### EXERCISE TASK 1
From the sailboat forum thread, quote the part that begins at the words "I just saw your" and stops after "the back taut.".

### PASSAGE SHOWN
◆ ◆ ◆ ◆ ◆ ◆ ◆
My tiller doesn't have the extension on it that wraith8's does, and my block is actually on the rudder itself. Otherwise, I believe it to be the original alloy handle. When the grip came apart it was replaced with a bicycle handle grip.

My sail has three large grommets, one in each corner. The bottom of the sheet slides into the boom and is secured at the mast end by a thumbscrew through the grommet. Twine tied to the opposite end grommet passes through the small hole in the end of ther boom and is secured to the cleat on the side that wraith8 mentioned. The third grommet is of course used to hoist the sail once it is secured to the mast with the hoops via the smaller grommets. I'm using the original snap ring type hoops.

I don't know if it is correct, but the sail has been rigged the same way since we acquired the boat when I was a young boy, probably around the year your boat was built. A tight knot at the end of the rope slides over the hook on the dagger board column. The rope passes up through the block at mid- boom, back through the block at end-boom, down to the block on the rudder.
The boat can be sailed this way with one hand grasping both the tiller handle and rope. The block on the rudder acts like a lock by pressing the rope against the rudder. Only the highest of winds, producing two to three foot waves, requires using the other hand to assist holding the rope.


----------



## prmichael

wraith8 said:


> Hi, I'm new here as well. I just bought my first sailboat and it happens to be a '69 Seaflite, and it will need some restoration work this winter. What a happy coincidence that I found this site and post. I haven't had it out yet, I've only had it at home a couple of days, but am looking forward to it. I'm hoping it wil be roomy enough my wife won't have to sit on the top rail, that will seriously dampen her interest, and part of the reason for the purchase. Anyway, prmicheal, any other photos you could post would be great. I'd like to see more of this boat rigged up for the water. The folks I got it from never put it in the water and couldn't provide any information about how to set it up. I think it's simple enough to not do wrong, but verifying that is always best.
> I know I'm going to have to replace a lot of wood this winter, so any guidance, manuals, suggestions, etc. will be greatly appreciated.


I just saw your post today. The boat is roomy enough to put about three adults in the hull. Usually the only time I am on the top is sailing alone in high winds. Even then I don't really need the foot strap, the boat just doesn't go over. Some square floatation cushions do nicely for seat and backrest, and make for a much happier spouse. I was able to pick them up half-price clearance.

We didn't have to replace any wood initially, just repair to some burnt fiberglass and paint. No manuals, and I'm just going with the set-up I remember as a child. I was able to find a cover pretty cheap on ebay that I adapted to the boat. Originally for a 13' Rhumba, I may re-sew it eventually, but for now I use some styrofoam to keep the back taut.
◆ ◆ ◆ ◆ ◆ ◆ ◆
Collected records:
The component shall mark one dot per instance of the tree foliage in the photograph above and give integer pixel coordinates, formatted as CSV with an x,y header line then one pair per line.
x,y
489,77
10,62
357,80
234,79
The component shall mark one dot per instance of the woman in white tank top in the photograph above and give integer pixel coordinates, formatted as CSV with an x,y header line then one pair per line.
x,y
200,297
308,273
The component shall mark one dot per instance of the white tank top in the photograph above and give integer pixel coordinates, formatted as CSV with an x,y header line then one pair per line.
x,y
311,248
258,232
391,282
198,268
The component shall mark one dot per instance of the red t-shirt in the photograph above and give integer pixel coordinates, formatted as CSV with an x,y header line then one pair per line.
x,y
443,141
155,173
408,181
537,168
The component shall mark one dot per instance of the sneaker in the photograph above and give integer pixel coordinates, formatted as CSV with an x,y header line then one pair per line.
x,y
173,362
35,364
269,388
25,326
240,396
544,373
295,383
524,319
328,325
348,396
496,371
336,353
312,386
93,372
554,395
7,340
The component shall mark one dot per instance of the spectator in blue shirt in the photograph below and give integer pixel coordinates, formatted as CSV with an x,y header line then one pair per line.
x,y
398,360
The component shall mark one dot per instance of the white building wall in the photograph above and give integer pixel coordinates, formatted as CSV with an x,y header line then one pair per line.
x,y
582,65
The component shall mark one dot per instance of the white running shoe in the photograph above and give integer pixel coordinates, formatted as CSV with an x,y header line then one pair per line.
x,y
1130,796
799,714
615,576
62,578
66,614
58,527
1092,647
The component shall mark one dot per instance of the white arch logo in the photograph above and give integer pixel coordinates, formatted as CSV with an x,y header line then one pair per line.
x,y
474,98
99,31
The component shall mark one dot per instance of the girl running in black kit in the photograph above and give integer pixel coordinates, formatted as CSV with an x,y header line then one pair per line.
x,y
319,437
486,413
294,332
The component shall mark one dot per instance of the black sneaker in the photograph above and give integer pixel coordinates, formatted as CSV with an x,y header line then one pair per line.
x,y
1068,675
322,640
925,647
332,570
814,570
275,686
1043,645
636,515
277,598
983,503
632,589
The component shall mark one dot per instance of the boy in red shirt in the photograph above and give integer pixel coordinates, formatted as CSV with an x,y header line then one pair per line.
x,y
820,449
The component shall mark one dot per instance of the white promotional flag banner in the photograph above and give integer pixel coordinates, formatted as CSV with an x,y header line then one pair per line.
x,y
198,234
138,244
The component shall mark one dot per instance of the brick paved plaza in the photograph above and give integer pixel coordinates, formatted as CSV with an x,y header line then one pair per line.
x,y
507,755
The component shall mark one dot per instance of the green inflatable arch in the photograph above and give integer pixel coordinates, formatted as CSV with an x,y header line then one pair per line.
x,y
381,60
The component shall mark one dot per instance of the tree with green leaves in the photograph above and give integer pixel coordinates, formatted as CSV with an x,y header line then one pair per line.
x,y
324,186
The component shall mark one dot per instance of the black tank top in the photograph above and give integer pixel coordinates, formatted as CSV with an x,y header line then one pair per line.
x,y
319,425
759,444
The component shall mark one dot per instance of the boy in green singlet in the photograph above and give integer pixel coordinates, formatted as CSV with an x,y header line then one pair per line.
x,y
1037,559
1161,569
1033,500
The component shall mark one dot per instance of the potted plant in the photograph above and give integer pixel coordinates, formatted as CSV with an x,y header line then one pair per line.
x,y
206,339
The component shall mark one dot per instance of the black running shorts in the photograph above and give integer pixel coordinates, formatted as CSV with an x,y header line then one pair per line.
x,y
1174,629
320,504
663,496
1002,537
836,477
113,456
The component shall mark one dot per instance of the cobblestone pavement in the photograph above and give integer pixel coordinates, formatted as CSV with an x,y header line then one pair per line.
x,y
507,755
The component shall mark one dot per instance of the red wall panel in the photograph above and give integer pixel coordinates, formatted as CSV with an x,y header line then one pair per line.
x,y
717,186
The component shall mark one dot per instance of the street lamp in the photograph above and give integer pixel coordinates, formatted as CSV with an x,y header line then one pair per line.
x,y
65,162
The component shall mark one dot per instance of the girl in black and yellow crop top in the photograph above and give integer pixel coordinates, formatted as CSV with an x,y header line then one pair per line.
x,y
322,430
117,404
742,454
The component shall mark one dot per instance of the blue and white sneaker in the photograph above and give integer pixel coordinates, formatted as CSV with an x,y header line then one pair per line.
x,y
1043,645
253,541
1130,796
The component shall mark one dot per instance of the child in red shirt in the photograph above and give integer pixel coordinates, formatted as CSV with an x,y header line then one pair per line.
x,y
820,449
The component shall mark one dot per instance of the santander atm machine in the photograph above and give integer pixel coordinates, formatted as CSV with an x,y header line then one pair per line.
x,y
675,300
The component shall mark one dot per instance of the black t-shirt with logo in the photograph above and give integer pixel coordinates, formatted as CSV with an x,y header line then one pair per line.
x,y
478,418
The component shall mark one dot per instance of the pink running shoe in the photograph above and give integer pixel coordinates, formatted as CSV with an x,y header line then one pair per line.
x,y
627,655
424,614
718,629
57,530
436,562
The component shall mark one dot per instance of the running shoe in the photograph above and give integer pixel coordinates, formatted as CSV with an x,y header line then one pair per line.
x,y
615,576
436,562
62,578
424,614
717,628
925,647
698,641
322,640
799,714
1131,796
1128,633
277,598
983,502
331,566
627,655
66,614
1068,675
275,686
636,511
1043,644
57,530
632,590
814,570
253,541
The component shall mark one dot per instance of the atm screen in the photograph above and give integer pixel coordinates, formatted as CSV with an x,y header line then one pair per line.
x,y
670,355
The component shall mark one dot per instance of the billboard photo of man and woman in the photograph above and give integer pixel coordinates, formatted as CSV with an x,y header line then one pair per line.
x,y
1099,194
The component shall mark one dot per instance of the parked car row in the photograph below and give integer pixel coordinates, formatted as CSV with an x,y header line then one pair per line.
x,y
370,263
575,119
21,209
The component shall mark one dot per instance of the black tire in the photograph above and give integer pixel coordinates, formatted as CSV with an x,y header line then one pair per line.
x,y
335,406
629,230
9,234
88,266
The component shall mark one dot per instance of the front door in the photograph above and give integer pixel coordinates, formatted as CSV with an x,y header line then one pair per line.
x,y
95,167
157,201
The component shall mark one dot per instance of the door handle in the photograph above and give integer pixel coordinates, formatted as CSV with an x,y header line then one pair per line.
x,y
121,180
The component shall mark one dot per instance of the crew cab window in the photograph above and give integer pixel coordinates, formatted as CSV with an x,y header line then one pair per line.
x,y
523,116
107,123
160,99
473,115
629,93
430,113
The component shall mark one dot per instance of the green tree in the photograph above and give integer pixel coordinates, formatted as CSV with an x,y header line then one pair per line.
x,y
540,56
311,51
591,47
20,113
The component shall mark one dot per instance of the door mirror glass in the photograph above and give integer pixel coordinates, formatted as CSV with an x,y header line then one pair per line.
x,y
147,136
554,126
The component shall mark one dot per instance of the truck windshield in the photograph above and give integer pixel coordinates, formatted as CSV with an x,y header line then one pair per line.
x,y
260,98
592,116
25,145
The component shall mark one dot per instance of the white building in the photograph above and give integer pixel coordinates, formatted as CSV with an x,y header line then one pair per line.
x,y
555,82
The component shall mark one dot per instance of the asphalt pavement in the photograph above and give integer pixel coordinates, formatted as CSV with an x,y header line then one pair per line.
◆ ◆ ◆ ◆ ◆ ◆ ◆
### EXERCISE TASK 2
Find every line in the records that contains the string "pavement", and copy each one. Case counts.

### FINAL ANSWER 1
I just saw your post today. The boat is roomy enough to put about three adults in the hull. Usually the only time I am on the top is sailing alone in high winds. Even then I don't really need the foot strap, the boat just doesn't go over. Some square floatation cushions do nicely for seat and backrest, and make for a much happier spouse. I was able to pick them up half-price clearance.

We didn't have to replace any wood initially, just repair to some burnt fiberglass and paint. No manuals, and I'm just going with the set-up I remember as a child. I was able to find a cover pretty cheap on ebay that I adapted to the boat. Originally for a 13' Rhumba, I may re-sew it eventually, but for now I use some styrofoam to keep the back taut.

### FINAL ANSWER 2
The component shall mark one dot per instance of the cobblestone pavement in the photograph above and give integer pixel coordinates, formatted as CSV with an x,y header line then one pair per line.
The component shall mark one dot per instance of the asphalt pavement in the photograph above and give integer pixel coordinates, formatted as CSV with an x,y header line then one pair per line.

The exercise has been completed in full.